§ **What is needed**
Identify every line of the data below that contains the word "background", and copy each of those lines in full.

§ **Records provided**
========
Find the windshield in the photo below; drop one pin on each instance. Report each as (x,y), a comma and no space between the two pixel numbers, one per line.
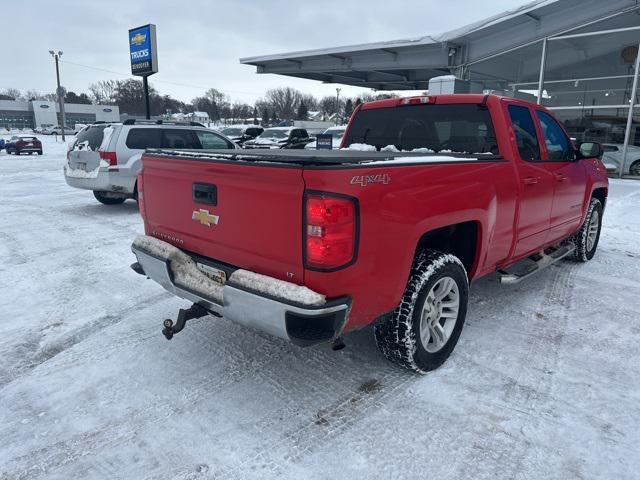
========
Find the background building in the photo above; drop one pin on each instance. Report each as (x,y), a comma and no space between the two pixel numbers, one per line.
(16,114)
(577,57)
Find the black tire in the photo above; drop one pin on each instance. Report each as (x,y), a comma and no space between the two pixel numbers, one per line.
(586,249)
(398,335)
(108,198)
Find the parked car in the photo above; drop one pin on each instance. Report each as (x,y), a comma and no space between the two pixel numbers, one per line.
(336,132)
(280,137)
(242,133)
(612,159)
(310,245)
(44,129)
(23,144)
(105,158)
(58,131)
========
§ **Answer**
Find the background building in the photo above; drop one pin on each instance. Report each as (x,y), a comma and no space between the two pixel numbers, one per line.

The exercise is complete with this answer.